▶ **EXERCISE AIM**: Retype the tail of the data exactly, starting at the line containing "white feathered neck on this photo." and stopping at the last line.

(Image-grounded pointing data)
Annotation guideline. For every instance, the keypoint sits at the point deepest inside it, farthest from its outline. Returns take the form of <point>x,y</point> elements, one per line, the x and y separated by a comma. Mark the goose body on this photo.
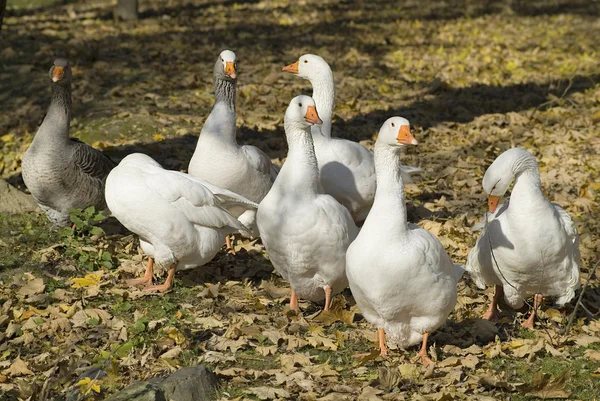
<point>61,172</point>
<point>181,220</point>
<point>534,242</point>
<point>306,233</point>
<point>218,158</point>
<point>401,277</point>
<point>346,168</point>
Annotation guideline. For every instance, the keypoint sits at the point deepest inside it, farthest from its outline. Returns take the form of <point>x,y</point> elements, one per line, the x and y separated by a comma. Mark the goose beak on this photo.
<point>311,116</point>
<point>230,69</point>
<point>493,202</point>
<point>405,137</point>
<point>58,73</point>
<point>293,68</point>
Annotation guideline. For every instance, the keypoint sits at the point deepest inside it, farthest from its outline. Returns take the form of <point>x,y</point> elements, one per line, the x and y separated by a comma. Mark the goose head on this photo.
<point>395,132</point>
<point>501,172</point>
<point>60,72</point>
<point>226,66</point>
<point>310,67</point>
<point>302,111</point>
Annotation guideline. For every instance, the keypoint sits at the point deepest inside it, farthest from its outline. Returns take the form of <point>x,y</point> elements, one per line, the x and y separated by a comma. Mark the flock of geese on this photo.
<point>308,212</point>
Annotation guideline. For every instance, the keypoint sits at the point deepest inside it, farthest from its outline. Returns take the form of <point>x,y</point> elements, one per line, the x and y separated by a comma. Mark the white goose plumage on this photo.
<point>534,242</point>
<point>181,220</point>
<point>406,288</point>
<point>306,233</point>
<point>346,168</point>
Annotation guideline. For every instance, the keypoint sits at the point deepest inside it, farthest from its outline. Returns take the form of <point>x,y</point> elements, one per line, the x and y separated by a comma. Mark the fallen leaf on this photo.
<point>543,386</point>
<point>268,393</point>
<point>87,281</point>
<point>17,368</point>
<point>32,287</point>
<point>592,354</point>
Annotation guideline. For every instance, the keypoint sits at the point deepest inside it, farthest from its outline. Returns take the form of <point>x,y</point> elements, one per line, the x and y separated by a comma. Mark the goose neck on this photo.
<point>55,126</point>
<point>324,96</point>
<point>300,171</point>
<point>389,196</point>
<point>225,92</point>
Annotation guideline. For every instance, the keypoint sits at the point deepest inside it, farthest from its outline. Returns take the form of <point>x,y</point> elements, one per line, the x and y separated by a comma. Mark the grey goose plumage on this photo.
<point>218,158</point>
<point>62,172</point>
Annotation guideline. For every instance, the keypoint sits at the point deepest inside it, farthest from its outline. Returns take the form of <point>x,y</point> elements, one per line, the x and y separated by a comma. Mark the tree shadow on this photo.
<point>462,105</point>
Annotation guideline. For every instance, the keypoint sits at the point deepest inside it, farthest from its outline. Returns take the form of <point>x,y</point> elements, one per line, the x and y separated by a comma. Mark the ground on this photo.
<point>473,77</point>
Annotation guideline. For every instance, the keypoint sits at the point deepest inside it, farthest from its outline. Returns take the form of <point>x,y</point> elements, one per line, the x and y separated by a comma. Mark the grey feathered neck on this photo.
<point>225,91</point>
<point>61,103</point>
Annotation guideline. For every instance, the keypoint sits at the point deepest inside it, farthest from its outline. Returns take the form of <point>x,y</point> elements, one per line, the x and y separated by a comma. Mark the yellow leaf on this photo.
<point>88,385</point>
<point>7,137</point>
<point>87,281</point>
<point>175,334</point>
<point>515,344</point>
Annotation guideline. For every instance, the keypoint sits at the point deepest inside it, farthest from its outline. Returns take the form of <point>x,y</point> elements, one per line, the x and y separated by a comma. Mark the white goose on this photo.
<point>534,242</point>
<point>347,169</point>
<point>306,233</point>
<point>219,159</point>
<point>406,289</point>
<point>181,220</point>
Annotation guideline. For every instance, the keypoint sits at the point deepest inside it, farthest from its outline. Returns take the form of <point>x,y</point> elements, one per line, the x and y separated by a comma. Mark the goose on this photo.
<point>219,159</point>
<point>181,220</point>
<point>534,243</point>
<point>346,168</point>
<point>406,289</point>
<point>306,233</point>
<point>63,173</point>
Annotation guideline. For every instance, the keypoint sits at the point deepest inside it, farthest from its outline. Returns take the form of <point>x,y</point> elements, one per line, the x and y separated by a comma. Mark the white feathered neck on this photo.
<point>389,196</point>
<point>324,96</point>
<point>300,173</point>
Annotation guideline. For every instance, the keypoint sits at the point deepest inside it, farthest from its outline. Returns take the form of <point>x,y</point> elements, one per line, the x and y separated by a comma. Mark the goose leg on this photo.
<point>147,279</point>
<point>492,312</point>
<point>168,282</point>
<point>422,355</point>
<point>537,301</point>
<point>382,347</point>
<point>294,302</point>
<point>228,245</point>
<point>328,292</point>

▶ **OUTPUT OF THE EXERCISE**:
Annotation guideline. For every instance, the keypoint sits at the point deepest inside it, farthest from its outline. Returns take the form of <point>x,y</point> elements, one per line, the x and y separated by a comma. Mark the white feathered neck on this photo.
<point>389,196</point>
<point>324,96</point>
<point>300,173</point>
Annotation guideline. For every instance, the keypoint sits at the point deepest inside it, farthest from its outline. Returns take the form of <point>x,y</point> elements, one per line, the x and y separated by a comma. Mark the goose leg on this photo.
<point>147,279</point>
<point>492,312</point>
<point>168,282</point>
<point>422,355</point>
<point>537,301</point>
<point>382,347</point>
<point>294,302</point>
<point>228,245</point>
<point>328,292</point>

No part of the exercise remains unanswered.